- [Textauszug]:
Veröffentlicht: 12:18, 30. März 2015 (CET) |
Ankara (Türkei), 30.03.2015 – Am 27. Mai 1915 - also vor fast 100 Jahren - erging der offizielle Befehl zur Deportation der Armenier. Es war ein Markstein in der Geschichte: Der erste Völkermord im 20. Jahrhundert. Erste Drangsalierungen begannen jedoch schon vorher. Die Wochenzeitung Jüdische Allgemeine betont, dass auch Deutschland daran eine Mitverantwortung trage. So seien Berichte der deutschen Konsularbeamten aus Konstantinopel vor der Drucklegung manipuliert worden. Das in der Berichterstattung verwendete Bild stammt aber wahrscheinlich schon aus dem Jahre 1899, als es erste Fluchtbewegungen in der Folgezeit der Massaker von 1894–1896 gab.
Nach den Griechen waren Armenier die zweitgrößte christliche Minderheit im damaligen Osmanischen Reich. Wachsender Nationalismus verstärkte Ende des 19. Jahhrunderts auch die Spannungen zwischen Armeniern und Kurden, wobei schließlich türkische Regierungstruppen eingriffen und hauptsächlich Armenier zu den Opfern gehörten. Von türkischer Seite wird das Vorgehen gegen die armenische Minderheit bis auf den heutige Tag immer wieder damit gerechtfertigt, dass es darum gegangen sei, aufständische und kriminelle bzw. terroristische Bestrebungen zu bekämpfen und die Sicherheit im Land zu wahren. Einige Stimmen bestreiten gar die kulturelle, religiöse oder ethnische Identität der Armenier.
1913 kam mit einem Staatsstreich eine diktatorische Regierung in der Türkei an die Macht. Im Ersten Weltkrieg war die Türkei Verbündeter des Deutschen Reiches. Gemeinsamer Hauptgegner war Russland. Einige Armenier unterstützten die russische Armee, armenische Freiwillige kämpften auf russischer Seite. Zunächst entwaffnete die türkische Regierung die armenischen Soldaten, ließ sie hinrichten oder zu Zwangarbeit verurteilen. Es folgten im Februar und April die ersten Deportationen in Anatolien. Schließlich kam es zu einem Aufstand in der Provinz Van, wo die Bevölkerung bis 1914 mehrheitlich aus Armeniern bestanden hatte.

- [Zeilen]:
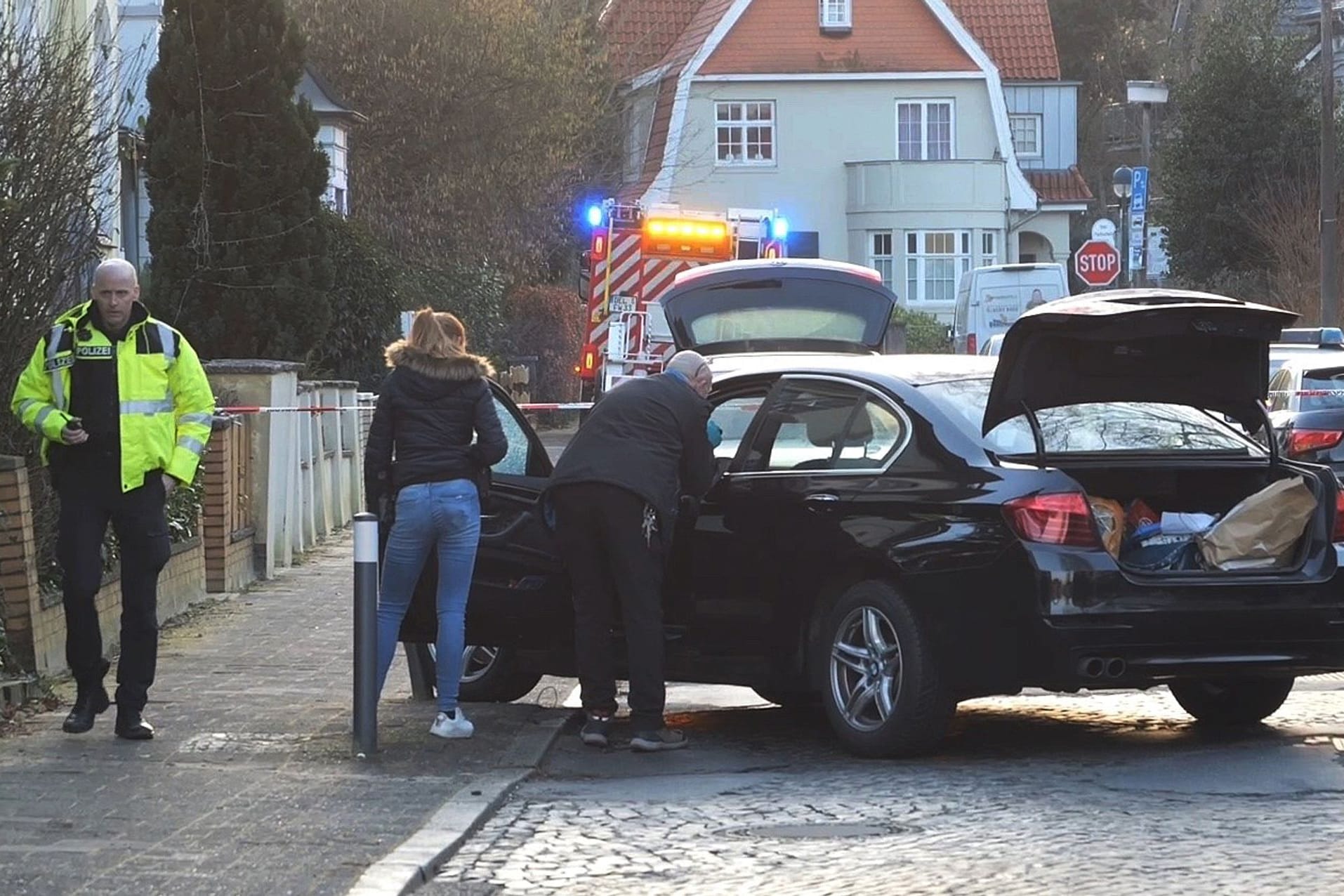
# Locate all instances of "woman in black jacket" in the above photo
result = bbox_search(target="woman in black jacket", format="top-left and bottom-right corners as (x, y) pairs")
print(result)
(364, 308), (508, 737)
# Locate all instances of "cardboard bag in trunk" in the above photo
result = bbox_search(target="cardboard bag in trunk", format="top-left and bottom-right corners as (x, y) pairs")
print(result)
(1196, 475), (1316, 572)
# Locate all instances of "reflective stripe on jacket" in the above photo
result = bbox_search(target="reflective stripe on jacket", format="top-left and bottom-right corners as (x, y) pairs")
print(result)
(9, 302), (215, 492)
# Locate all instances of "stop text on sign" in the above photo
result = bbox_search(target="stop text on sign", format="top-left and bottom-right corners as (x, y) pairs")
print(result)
(1074, 239), (1119, 286)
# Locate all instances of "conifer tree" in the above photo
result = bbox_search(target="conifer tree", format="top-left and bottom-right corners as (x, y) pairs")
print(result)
(145, 0), (331, 360)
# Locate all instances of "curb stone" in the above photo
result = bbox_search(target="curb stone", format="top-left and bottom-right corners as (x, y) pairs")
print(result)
(347, 713), (570, 896)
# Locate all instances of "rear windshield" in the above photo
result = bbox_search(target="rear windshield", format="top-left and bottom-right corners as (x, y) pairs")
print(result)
(664, 275), (892, 348)
(691, 308), (867, 345)
(922, 378), (1260, 456)
(1301, 367), (1344, 411)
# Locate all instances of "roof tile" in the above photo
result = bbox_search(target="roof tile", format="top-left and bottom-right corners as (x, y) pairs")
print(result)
(946, 0), (1059, 81)
(1025, 166), (1093, 204)
(602, 0), (727, 78)
(602, 0), (1059, 81)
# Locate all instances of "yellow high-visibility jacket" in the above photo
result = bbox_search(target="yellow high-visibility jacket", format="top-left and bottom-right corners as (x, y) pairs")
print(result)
(9, 302), (215, 492)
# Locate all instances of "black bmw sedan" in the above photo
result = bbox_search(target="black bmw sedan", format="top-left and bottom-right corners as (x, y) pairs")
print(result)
(411, 262), (1344, 756)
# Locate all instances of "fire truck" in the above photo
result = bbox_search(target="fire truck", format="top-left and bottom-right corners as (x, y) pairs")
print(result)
(575, 200), (789, 402)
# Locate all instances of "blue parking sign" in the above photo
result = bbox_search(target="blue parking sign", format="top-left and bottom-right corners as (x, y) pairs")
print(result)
(1129, 165), (1148, 215)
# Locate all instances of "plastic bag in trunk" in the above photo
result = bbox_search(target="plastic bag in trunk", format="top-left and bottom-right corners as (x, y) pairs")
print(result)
(1196, 475), (1316, 572)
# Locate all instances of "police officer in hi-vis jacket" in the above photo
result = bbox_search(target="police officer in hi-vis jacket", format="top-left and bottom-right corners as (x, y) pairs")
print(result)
(11, 258), (215, 740)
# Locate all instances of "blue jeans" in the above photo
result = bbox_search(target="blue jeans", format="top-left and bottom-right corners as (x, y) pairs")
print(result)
(378, 480), (481, 712)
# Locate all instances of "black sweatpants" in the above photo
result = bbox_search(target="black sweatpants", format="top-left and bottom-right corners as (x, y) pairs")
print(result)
(56, 470), (171, 711)
(550, 482), (671, 731)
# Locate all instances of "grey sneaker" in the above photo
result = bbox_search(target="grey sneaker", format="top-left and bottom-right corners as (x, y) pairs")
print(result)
(631, 727), (688, 752)
(579, 712), (612, 747)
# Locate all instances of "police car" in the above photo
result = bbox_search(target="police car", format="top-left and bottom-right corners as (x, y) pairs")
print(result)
(1269, 327), (1344, 475)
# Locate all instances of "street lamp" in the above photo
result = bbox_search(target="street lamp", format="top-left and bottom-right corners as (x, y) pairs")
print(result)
(1110, 165), (1134, 286)
(1125, 81), (1168, 285)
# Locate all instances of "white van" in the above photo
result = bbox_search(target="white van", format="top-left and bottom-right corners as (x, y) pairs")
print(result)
(951, 265), (1069, 355)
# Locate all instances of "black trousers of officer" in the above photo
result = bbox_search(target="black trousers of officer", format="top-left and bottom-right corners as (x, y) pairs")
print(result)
(56, 469), (171, 711)
(551, 482), (672, 731)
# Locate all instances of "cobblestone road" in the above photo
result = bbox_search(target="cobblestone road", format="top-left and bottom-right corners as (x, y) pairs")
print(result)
(430, 681), (1344, 896)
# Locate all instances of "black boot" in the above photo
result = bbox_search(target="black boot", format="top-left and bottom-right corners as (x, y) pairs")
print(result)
(117, 704), (154, 740)
(60, 659), (112, 734)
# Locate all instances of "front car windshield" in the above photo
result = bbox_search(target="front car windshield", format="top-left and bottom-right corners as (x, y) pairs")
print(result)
(922, 378), (1263, 456)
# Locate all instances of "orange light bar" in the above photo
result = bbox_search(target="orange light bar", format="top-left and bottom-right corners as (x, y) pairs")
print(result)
(574, 343), (597, 380)
(641, 218), (732, 261)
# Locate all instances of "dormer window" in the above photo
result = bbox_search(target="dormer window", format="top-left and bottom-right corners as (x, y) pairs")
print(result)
(819, 0), (853, 31)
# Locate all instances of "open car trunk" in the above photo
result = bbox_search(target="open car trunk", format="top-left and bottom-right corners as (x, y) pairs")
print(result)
(1051, 459), (1335, 579)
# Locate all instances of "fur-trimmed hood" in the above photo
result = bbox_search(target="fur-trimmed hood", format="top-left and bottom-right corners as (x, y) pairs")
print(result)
(384, 338), (494, 383)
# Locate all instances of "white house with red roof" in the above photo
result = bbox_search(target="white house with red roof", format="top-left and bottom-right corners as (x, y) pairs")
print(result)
(602, 0), (1091, 317)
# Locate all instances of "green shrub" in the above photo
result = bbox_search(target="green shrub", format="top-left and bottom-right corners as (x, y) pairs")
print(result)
(891, 306), (951, 355)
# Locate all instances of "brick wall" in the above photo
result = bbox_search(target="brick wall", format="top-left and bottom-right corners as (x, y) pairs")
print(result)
(0, 456), (38, 669)
(200, 418), (257, 593)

- [Aufgabe]: Schreiben Sie bitte den Teil des Textauszugs ab, der bei „1913 kam mit“ beginnt und bei „Armeniern bestanden hatte.“ endet.

- [Ergebnis]:
1913 kam mit einem Staatsstreich eine diktatorische Regierung in der Türkei an die Macht. Im Ersten Weltkrieg war die Türkei Verbündeter des Deutschen Reiches. Gemeinsamer Hauptgegner war Russland. Einige Armenier unterstützten die russische Armee, armenische Freiwillige kämpften auf russischer Seite. Zunächst entwaffnete die türkische Regierung die armenischen Soldaten, ließ sie hinrichten oder zu Zwangarbeit verurteilen. Es folgten im Februar und April die ersten Deportationen in Anatolien. Schließlich kam es zu einem Aufstand in der Provinz Van, wo die Bevölkerung bis 1914 mehrheitlich aus Armeniern bestanden hatte.